Step 4: Transparency and explainability

At the end of the audit, the algorithm’s creators should be able to articulate the purpose and limitations of the system, in plain language. How exactly they communicate will change depending on the intended audience.

  • For instance, the gold standard for communicating with the public might be a nutrition label-style fact sheet, whereas regulators might want a more technical and comprehensive primer.

Big picture: “There’s no such thing as a perfect audit,” says Chowdhury. The process will change according to the intended industry and use case, as well as the algorithm itself.

Practice, practice, practice

If Chowdhury were to choose an industry theme this year, she said it’d be “From principles to practice.”

“We spent the last few years understanding the space, trying to create principles, trying to evangelize those principles,” she says. “Now, everyone’s like, ‘Okay, great, we’re on board with your idea, now tell us how to put this idea into practice.’”

One key point: Continuous algorithmic audits - proactive processes that begin at an algorithm’s inception and continue after it’s deployed - beat reactive ones every time.

Not only is the former approach more thorough, it also just makes more sense. It’s much more complicated and time consuming to root out bias after the fact, from an already-trained model, than to swap out biased data early on.

  • According to 24 interviews analyzed in a July paper, many AI practitioners feel their companies’ own fairness work is reactive rather than proactive.

Another priority for practitioners: making sure this field doesn’t become a feel-good write-off, a box to check, or a form of corporate absolution.

No audit is a cure-all, but without genuine support from the entity requesting it, one that’s chosen to “embed responsible use of technology into the DNA of [the] organization,” says Chowdhury—it likely won’t cure anything.

Zoom out: As these priorities and practical recommendations take shape, Chowdhury says the space is likely to get more standardized, following comparable sectors like risk management.

Good friction

In many contexts, an algorithm is too high-stakes a tool to be wielded without outside supervision. That’s a view shared by ethics experts and regulators.

Policy conversations are growing more and more frequent, says Kak—ranging from when audits should be mandated to the role of regulatory agencies in doing the mandating.

  • One early signal: The Algorithmic Accountability Act, introduced by a group of U.S. senators in April 2019, would require corporations to analyze and fix algorithms that result in biased or discriminatory practices against Americans.

“There need to be legal structures around how these are conducted and what standards they need to meet, rather than leave it up to the discretion of companies,” says Kak. “This includes creating pathways that allow external actors researchers, journalists, or regulatory agencies - to audit these systems that are typically shielded by corporate secrecy laws."

Those processes ultimately add “good” friction into algorithmic systems, she says - and they’re helped along by a wide cast. Auditing is not just a task for those who write the code; the process should include engineers, data scientists, social scientists, lawyers, designers, psychologists, and more engaging with "equal footing,” says Chowdhury.

(Referring-expression pointing data)
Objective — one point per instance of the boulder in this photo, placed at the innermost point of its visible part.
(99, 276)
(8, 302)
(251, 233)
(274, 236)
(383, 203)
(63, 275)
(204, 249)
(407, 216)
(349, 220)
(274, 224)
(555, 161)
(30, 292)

- [Assigned task] Copy everything in the algorithmic audits passage from "One key point: Continuous" down to "rather than proactive.", word for word.

- [Final answer]
One key point: Continuous algorithmic audits - proactive processes that begin at an algorithm’s inception and continue after it’s deployed - beat reactive ones every time.

Not only is the former approach more thorough, it also just makes more sense. It’s much more complicated and time consuming to root out bias after the fact, from an already-trained model, than to swap out biased data early on.

  • According to 24 interviews analyzed in a July paper, many AI practitioners feel their companies’ own fairness work is reactive rather than proactive.